Quote the records that follow in full and exactly; leave out the pictures.

******

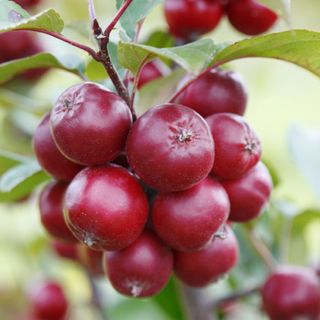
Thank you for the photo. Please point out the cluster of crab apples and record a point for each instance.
(188, 19)
(155, 194)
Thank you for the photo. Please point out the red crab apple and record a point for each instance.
(51, 211)
(49, 156)
(215, 92)
(188, 19)
(249, 194)
(200, 268)
(170, 148)
(250, 17)
(90, 124)
(48, 301)
(105, 207)
(236, 144)
(292, 292)
(142, 269)
(187, 220)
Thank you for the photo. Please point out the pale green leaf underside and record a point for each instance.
(13, 18)
(301, 47)
(10, 69)
(192, 57)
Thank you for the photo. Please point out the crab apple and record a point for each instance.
(49, 156)
(65, 250)
(48, 301)
(170, 148)
(142, 269)
(215, 92)
(105, 207)
(91, 260)
(237, 147)
(249, 194)
(187, 220)
(90, 124)
(292, 292)
(51, 211)
(151, 71)
(188, 19)
(200, 268)
(250, 17)
(28, 3)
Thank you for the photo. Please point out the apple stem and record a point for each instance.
(261, 249)
(195, 303)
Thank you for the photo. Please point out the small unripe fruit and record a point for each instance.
(151, 71)
(48, 301)
(142, 269)
(187, 220)
(292, 292)
(105, 207)
(250, 17)
(249, 194)
(170, 148)
(215, 92)
(49, 156)
(200, 268)
(188, 19)
(51, 211)
(90, 124)
(236, 144)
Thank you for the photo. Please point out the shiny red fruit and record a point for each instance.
(49, 156)
(151, 71)
(51, 211)
(250, 17)
(48, 301)
(90, 124)
(292, 292)
(65, 250)
(236, 143)
(215, 92)
(26, 4)
(188, 19)
(170, 148)
(142, 269)
(249, 194)
(200, 268)
(106, 208)
(91, 260)
(187, 220)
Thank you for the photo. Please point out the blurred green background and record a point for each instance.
(283, 108)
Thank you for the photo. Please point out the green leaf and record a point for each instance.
(13, 17)
(169, 301)
(301, 47)
(136, 11)
(304, 148)
(158, 91)
(12, 68)
(300, 221)
(13, 177)
(192, 57)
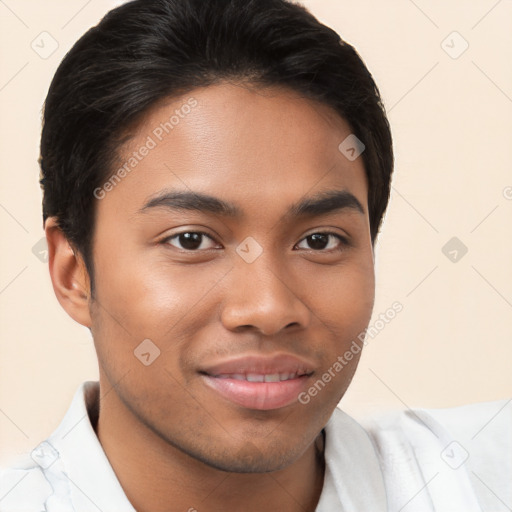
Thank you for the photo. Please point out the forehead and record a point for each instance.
(247, 145)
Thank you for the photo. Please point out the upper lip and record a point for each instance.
(264, 365)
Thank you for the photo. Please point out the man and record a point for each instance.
(215, 175)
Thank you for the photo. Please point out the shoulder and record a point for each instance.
(24, 487)
(465, 451)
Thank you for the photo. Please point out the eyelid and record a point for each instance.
(344, 240)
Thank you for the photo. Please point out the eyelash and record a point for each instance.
(343, 240)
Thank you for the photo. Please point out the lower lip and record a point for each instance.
(262, 396)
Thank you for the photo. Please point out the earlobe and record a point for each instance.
(68, 274)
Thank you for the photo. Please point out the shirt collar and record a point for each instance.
(352, 481)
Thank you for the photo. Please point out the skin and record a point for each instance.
(174, 443)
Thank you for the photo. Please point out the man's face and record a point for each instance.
(266, 293)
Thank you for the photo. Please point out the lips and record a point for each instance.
(261, 383)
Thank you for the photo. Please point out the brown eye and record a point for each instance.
(324, 241)
(190, 240)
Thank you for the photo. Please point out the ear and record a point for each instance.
(68, 273)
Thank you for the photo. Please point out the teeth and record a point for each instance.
(257, 377)
(254, 377)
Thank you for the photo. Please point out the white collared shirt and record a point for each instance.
(443, 460)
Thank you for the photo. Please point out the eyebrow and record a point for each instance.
(320, 204)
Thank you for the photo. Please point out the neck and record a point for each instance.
(159, 477)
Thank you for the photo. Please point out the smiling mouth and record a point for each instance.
(259, 377)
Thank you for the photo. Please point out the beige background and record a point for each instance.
(452, 124)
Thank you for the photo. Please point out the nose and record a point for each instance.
(264, 298)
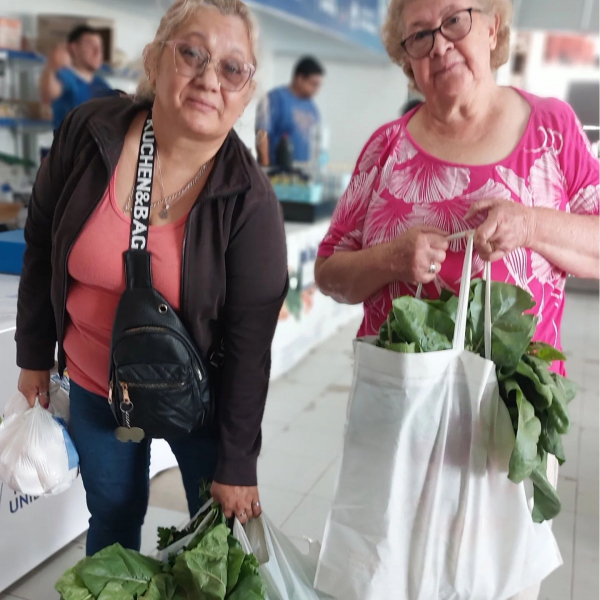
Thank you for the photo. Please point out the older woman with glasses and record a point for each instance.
(218, 251)
(516, 168)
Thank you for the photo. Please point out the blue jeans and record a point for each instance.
(116, 474)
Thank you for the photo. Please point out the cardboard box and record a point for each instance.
(54, 29)
(11, 31)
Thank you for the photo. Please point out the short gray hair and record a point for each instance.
(175, 17)
(393, 34)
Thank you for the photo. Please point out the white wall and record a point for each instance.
(361, 90)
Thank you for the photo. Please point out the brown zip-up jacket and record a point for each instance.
(234, 267)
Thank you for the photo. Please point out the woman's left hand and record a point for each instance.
(241, 501)
(508, 226)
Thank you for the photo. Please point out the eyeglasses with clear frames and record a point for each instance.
(191, 60)
(456, 27)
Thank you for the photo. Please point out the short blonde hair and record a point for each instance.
(175, 17)
(393, 34)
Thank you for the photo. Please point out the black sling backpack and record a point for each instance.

******

SOLUTION:
Thank you for the photo. Please point out the cluster of crab apples and record a point for each instance.
(188, 19)
(155, 194)
Thank you for the photo. Please point out the red crab apple and record a point for each instance.
(51, 211)
(49, 156)
(215, 92)
(188, 19)
(249, 194)
(200, 268)
(170, 148)
(250, 17)
(90, 124)
(48, 301)
(105, 207)
(236, 144)
(292, 292)
(142, 269)
(187, 220)
Thank you for the photo. Please point out the pale green leaf underside and record a point for each instance.
(13, 18)
(301, 47)
(10, 69)
(192, 57)
Thank you for the photo. Please point out the crab apple and record a point for each instance.
(49, 156)
(65, 250)
(48, 301)
(170, 148)
(142, 269)
(215, 92)
(105, 207)
(91, 260)
(237, 147)
(249, 194)
(187, 220)
(90, 124)
(292, 292)
(51, 211)
(151, 71)
(188, 19)
(200, 268)
(250, 17)
(28, 3)
Thank you for the photo. Please point out the apple stem and record a point for each instance.
(261, 249)
(195, 303)
Thank you for the photo. Please point out the small unripe fruit and record a point for each instance.
(151, 71)
(48, 301)
(142, 269)
(187, 220)
(292, 292)
(105, 207)
(250, 17)
(249, 194)
(170, 148)
(215, 92)
(49, 156)
(200, 268)
(188, 19)
(51, 211)
(90, 124)
(236, 144)
Thank you for the photo. Please point out the shiny red fruit and record a point for each instance.
(49, 156)
(151, 71)
(51, 211)
(250, 17)
(48, 301)
(90, 124)
(292, 292)
(65, 250)
(236, 143)
(215, 92)
(26, 4)
(188, 19)
(170, 148)
(142, 269)
(249, 194)
(200, 268)
(106, 208)
(91, 260)
(187, 220)
Thank you for the photo. Please point out the blurred green background and record a point for each instance.
(283, 108)
Thank you for the photo. Please point out the green leaf and record a point for each instance.
(13, 17)
(169, 301)
(301, 47)
(136, 11)
(304, 148)
(158, 91)
(12, 68)
(300, 221)
(13, 177)
(192, 57)
Thank you for the photo. Please point out the forehead and record a point for each instance.
(247, 145)
Thank you for the photo. Please point out the upper lip and record a point for each instance.
(264, 365)
Thank you for the photo. Please point out the man and record a point for each instance.
(215, 175)
Thank you for the photo. Please point out the shoulder and record a point for each instance.
(24, 487)
(465, 451)
Thank you for the photo. Please point out the eyelid and record a point for each instance.
(344, 240)
Thank you for the photo. Please point out the eyelash and record a point for each instance.
(343, 240)
Thank you for the photo. Please point out the lower lip and record a point for each instance.
(262, 396)
Thank you for the photo. Please point out the earlobe and record a point for each instance.
(68, 274)
Thank you for the photo. Please point out the shirt collar and record a point for each instance.
(352, 481)
Thank you for the photo. Please point out the skin and record a point for each instance.
(174, 443)
Thank you for the photo. Please point out the man's face and record a point for each instance.
(266, 293)
Thank you for the photo. Please point out the lips and record a point for each instance.
(261, 383)
Thank you for the photo. Please point out the brown eye and record a point for each instance.
(324, 241)
(190, 240)
Thank you for the photo. Please point out the ear and record a point for each instance.
(68, 273)
Thank you for the photo. Please point out the teeth and record a point for each instance.
(257, 377)
(254, 377)
Thank you for the photo. Please point out the white collared shirt and record a point for each instance.
(443, 460)
Thank you for the photo. Please point out the eyebrow and record a point for each instance.
(320, 204)
Thank you for the photo. Please point out the neck and record a point for each instance.
(159, 477)
Thank you for the photo. Please point out the smiling mouth and record a point for each instance.
(259, 377)
Thank you for the photo. Please point out the beige background and record a point for each instance.
(452, 124)
Thank you for the photo. Please point out the nose and record a point for each instance.
(264, 298)
Thank you for the photo. Please point out the older woman with glasses and record a point for each instance.
(218, 251)
(516, 168)
Thank you for the photo. Please point out the blue jeans and record a point for each instance.
(116, 474)
Thank you for the photo. Please point out the cardboard box and record a point for each instance.
(54, 29)
(11, 31)
Thank you for the photo. Please point out the short gray hair and record a point for each instance.
(175, 17)
(393, 34)
Thank you for the photo. Please point out the white wall and record a point for each instance.
(361, 90)
Thank you for the photo. Please point out the brown zip-up jacket and record a point for each instance.
(234, 267)
Thank you for the photo. Please point out the woman's left hand and record a point for each instance.
(241, 501)
(508, 226)
Thank you for the photo. Please point out the eyeglasses with clear frames and record a point for each instance.
(191, 60)
(456, 27)
Thank you for the photo. Please point out the short blonde hair and record a point for each instance.
(175, 17)
(393, 34)
Thank you for the photo. Please point out the black sling backpack and record a point for each instance.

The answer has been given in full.